• [Instructions to follow]:
Format the records below, from the line containing "Place a pin on every instance of the damaged" through the final line of the records inclusive, as a JSON list of strings with one string per line and blank lines omitted.

┌────────

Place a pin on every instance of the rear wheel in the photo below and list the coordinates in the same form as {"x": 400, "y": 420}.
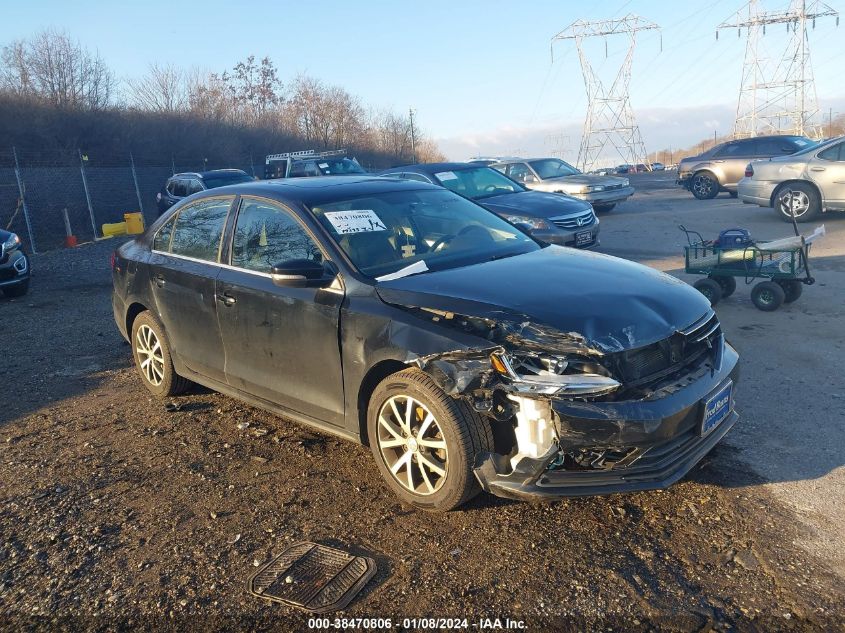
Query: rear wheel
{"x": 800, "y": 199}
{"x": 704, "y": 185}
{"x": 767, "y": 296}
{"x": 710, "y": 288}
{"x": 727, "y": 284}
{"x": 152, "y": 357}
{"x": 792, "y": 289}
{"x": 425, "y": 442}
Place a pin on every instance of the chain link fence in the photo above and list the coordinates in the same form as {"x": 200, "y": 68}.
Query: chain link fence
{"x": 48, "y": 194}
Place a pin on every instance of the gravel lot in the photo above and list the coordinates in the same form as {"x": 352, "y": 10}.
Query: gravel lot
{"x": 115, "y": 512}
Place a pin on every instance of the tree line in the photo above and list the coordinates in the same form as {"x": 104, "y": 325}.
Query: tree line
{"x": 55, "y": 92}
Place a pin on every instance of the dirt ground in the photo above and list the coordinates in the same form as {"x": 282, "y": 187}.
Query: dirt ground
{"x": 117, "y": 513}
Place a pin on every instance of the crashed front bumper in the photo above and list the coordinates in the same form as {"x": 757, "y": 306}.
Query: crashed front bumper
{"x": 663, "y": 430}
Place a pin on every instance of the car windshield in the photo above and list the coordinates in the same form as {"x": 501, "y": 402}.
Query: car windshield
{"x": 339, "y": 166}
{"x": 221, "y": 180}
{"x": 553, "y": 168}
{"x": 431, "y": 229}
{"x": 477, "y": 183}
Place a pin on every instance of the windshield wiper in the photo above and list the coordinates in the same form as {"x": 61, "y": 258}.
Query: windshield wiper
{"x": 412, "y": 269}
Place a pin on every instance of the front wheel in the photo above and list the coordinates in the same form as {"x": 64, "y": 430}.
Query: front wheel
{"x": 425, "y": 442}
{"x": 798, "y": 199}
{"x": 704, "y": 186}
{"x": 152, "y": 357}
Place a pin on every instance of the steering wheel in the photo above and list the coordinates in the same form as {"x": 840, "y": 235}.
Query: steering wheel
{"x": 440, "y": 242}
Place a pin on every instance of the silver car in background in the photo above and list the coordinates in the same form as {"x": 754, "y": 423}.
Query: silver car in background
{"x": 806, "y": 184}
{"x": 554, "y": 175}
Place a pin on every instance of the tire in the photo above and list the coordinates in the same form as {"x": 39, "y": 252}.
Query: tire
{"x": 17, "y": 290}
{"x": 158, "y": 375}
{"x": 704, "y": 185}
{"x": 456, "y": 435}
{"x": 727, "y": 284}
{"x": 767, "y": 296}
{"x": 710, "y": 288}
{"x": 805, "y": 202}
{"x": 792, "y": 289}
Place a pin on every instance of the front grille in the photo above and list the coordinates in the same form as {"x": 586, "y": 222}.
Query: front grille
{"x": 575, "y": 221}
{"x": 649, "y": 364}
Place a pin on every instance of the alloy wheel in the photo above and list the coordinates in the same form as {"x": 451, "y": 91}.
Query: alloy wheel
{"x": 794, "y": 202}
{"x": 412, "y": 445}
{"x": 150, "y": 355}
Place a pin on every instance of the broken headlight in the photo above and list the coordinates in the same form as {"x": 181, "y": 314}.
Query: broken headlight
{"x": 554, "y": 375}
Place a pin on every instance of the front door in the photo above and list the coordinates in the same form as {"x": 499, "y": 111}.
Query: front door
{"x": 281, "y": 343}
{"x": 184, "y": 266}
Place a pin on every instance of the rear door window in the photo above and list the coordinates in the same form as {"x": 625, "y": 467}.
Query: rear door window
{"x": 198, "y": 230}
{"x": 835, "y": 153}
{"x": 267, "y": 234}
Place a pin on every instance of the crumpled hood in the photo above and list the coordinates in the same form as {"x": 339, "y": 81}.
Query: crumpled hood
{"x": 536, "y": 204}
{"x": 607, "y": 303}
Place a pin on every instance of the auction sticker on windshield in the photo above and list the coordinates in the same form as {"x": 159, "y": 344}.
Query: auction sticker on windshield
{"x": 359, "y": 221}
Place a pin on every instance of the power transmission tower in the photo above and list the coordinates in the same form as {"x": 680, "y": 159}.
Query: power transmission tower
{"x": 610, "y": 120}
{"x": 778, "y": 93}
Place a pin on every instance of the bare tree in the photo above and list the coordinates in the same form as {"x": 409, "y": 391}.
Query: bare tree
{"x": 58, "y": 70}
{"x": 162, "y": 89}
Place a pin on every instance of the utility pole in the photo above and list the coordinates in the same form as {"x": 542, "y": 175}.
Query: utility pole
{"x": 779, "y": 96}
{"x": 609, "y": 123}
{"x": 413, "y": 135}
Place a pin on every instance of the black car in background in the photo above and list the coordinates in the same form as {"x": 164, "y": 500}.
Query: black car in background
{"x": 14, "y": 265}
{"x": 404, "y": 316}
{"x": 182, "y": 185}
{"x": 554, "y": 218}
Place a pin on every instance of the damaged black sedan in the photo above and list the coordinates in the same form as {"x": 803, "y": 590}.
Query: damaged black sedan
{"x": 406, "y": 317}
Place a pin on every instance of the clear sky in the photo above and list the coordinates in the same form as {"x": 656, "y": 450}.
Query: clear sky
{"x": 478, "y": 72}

└────────

• [Answer for the task]:
[
  "Place a pin on every instance of the damaged black sedan in the photo above and list the coordinates in the same form as {\"x\": 803, \"y\": 590}.",
  "Query: damaged black sedan",
  "{\"x\": 406, \"y\": 317}",
  "Place a pin on every instance of the clear sky in the photo above and list the coordinates in the same form as {\"x\": 656, \"y\": 450}.",
  "Query: clear sky",
  "{\"x\": 478, \"y\": 72}"
]